Passage shown
* start *
Start, Melbourne, 2012

Vote for your Australian Grand Prix driver of the weekend

2012 Australian Grand PrixPosted on | Author Keith Collantine

Start, Melbourne, 2012Which F1 driver had the best race weekend in Melbourne?

Compare all the drivers’ performances below and vote for who you think was the best driver of the Australian Grand Prix weekend.

Driver notes

Sebastian Vettel – Superb lap-two pass on Rosberg, rode his luck to claim second from Hamilton.
Mark Webber – Pipped his team mate in qualifying despite not having KERS, lost ground at the start but rallied to take best-ever home result.

Jenson Button – Beat Hamilton off the line and never looked back.
Lewis Hamilton – Brilliant pole lap but couldn’t match Button’s race pace. Unlucky to lose second.

Fernando Alonso – Qualifying mistake cost him a better grid spot but wrung every last hundredth from the car in the race to take fifth.
Felipe Massa – “This has been a really poor weekend for me,” said Massa, and he wasn’t kidding: Several spins in practice, well off Alonso in qualifying, poor race pace.

Michael Schumacher – Qualified and raced well before gearbox problems put him off and forced his retirement.
Nico Rosberg – Blew his only new-tyre lap in Q3, started well but was shuffled back into the pack with weak race pace.

Kimi Raikkonen – Looked a little race-rusty as a mistake and poorly-timed final run saw him go out in Q1. But pulled off some good passes in the race – especially when he gained three places in the last-lap scramble.
Romain Grosjean – In contrast to Raikkonen, starred in qualifying with a superb lap for third in his eighth F1 appearance, but lost ground at the start and went out in a needless collision with Maldonado on lap two.
* end *
Records supplied
* start *
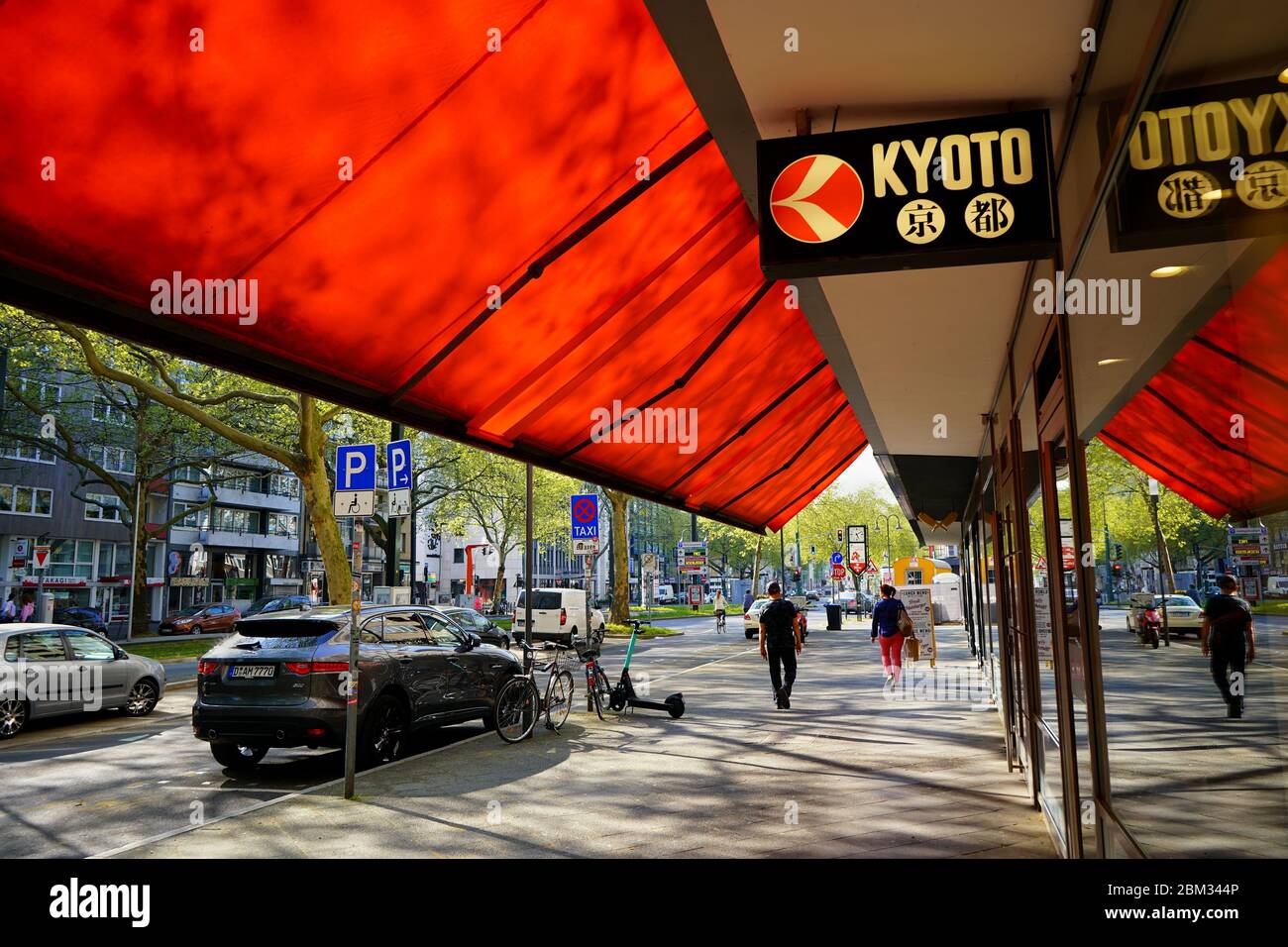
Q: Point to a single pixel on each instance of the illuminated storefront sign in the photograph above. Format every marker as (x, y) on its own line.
(936, 193)
(1205, 163)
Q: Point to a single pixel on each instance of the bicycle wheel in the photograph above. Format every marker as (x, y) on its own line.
(518, 706)
(558, 698)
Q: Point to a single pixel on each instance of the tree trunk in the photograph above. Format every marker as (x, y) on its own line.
(141, 615)
(621, 611)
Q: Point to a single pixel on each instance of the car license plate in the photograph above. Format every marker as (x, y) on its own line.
(253, 672)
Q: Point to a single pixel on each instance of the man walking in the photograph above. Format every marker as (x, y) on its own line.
(780, 644)
(1227, 634)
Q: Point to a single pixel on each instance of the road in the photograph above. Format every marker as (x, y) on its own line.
(89, 785)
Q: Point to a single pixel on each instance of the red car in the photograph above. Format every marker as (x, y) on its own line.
(200, 620)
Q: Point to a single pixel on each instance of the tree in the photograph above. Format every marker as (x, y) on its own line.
(621, 598)
(490, 492)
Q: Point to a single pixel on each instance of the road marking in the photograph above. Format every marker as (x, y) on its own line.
(162, 836)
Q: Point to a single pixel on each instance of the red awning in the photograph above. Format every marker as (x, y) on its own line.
(567, 175)
(1214, 423)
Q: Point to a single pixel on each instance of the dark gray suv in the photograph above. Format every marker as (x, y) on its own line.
* end *
Required work
1. According to the driver notes, in which of his F1 appearances did Romain Grosjean qualify third?
2. Copy the driver notes word for word, starting with "Fernando Alonso –" and going on through "weak race pace.".
The rows have no connection to the driver notes.

Solution list
1. His eighth F1 appearance.

2.
Fernando Alonso – Qualifying mistake cost him a better grid spot but wrung every last hundredth from the car in the race to take fifth.
Felipe Massa – “This has been a really poor weekend for me,” said Massa, and he wasn’t kidding: Several spins in practice, well off Alonso in qualifying, poor race pace.

Michael Schumacher – Qualified and raced well before gearbox problems put him off and forced his retirement.
Nico Rosberg – Blew his only new-tyre lap in Q3, started well but was shuffled back into the pack with weak race pace.